• _WRITTEN PROBLEM A_
Count the lines in the records that contain the word "road", matching case exactly, and give only the number.

You don’t know my age. That’s why you don’t know whether I’m over 35. So, how can you possibly know whether I am not over 35? Duh!

NOT Unknown is, of course, Unknown.

 

So, to wrap things up, here are the completed truth tables for the operators AND, OR, and NOT in three-valued logic

 

The truth table for AND:

 

True

Unknown

False

True

True

Unknown

False

Unknown

Unknown

Unknown

False

False

False

False

false

 

The truth table for OR:

 

True

Unknown

False

True

True

True

True

Unknown

True

Unknown

Unknown

False

True

Unknown

false

 

The truth table for NOT:

True

False

Unknown

Unknown

False

True

 

Some oddness

 

If you ever forget the logic tables, you can use examples similar to these to easily reconstruct them on the spot. However, do take care that you use independent propositions. If you don’t, you can easily get at incorrect conclusions, as illustrated by these propositions:

 

WHERE Age > 35 AND Age < 30

WHERE Age > 35 OR Age < 45

This is a fine example of the difference between humans and computers. Humans think; computers only do as told. You do not need to know my age in order to tell everyone who asks you that Hugo Kornelis is definitely not both over 35 and under 30, or that he definitely is either over 35 or under 45. A computer lacks this logic insight – it just does as told. The instructions for the computer are clear: first evaluate the individual propositions (all resulting in Unknown, since each of the propositions by itself is indeed Unknown), then apply the AND or OR operator to the two truth values – so the computer will return Unknown for the two propositions above, even though every sane human knows that they should evaluate to False and True respectively.

 

CHECK, the odd one out

 

Once a proposition has been evaluated to a single truth value, the computer has to determine what to do with the result. In most all places where the SQL language rules allow a logical expression, the defined behavior is to treat True one way, and both False and Unknown in another way. For instance, a row is included in the result set of a query if the WHERE clause evaluates to True, but excluded if it evaluates to either False or Unknown. Same goes for the decision to include or exclude a group of rows based on the HAVING clause – it has to evaluate to True; both Unknown and False means that the group is out. The query processor prefers to be safe rather than sorry – if it can’t tell for sure that you want the row included, it won’t be.

• _RECORDS FOR THE EXERCISE_

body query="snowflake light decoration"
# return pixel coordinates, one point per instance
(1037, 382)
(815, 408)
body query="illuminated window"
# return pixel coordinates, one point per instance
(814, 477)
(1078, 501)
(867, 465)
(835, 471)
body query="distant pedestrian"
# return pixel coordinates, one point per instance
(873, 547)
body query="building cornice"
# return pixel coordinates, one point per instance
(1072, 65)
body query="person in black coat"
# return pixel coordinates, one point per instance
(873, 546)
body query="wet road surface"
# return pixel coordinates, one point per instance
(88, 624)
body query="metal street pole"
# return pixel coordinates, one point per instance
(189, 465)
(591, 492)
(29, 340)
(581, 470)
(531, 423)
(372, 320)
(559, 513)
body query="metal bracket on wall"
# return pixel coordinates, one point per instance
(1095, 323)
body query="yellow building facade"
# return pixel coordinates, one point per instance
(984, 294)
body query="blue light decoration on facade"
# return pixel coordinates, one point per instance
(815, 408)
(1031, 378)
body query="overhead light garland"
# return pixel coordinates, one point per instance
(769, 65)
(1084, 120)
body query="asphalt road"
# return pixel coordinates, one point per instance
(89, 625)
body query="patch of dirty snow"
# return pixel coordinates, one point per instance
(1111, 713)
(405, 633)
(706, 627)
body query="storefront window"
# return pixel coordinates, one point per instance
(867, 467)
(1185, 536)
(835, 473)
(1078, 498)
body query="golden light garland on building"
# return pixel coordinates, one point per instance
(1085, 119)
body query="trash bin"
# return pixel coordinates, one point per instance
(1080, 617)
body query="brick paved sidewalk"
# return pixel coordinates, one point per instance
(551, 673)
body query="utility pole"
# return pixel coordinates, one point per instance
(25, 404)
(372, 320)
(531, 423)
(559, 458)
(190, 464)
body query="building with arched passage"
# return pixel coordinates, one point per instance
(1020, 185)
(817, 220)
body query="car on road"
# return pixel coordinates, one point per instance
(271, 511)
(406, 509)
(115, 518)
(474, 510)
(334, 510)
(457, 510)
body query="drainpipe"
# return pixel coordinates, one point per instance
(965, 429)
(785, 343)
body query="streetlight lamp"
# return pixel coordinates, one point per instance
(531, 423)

• _WRITTEN PROBLEM B_
Print the passage from the three-valued logic text that begins at the words "WHERE Age > 35 AND" and stops after "and True respectively.".

• _FINAL RESULT A_
3

• _FINAL RESULT B_
WHERE Age > 35 AND Age < 30

WHERE Age > 35 OR Age < 45

This is a fine example of the difference between humans and computers. Humans think; computers only do as told. You do not need to know my age in order to tell everyone who asks you that Hugo Kornelis is definitely not both over 35 and under 30, or that he definitely is either over 35 or under 45. A computer lacks this logic insight – it just does as told. The instructions for the computer are clear: first evaluate the individual propositions (all resulting in Unknown, since each of the propositions by itself is indeed Unknown), then apply the AND or OR operator to the two truth values – so the computer will return Unknown for the two propositions above, even though every sane human knows that they should evaluate to False and True respectively.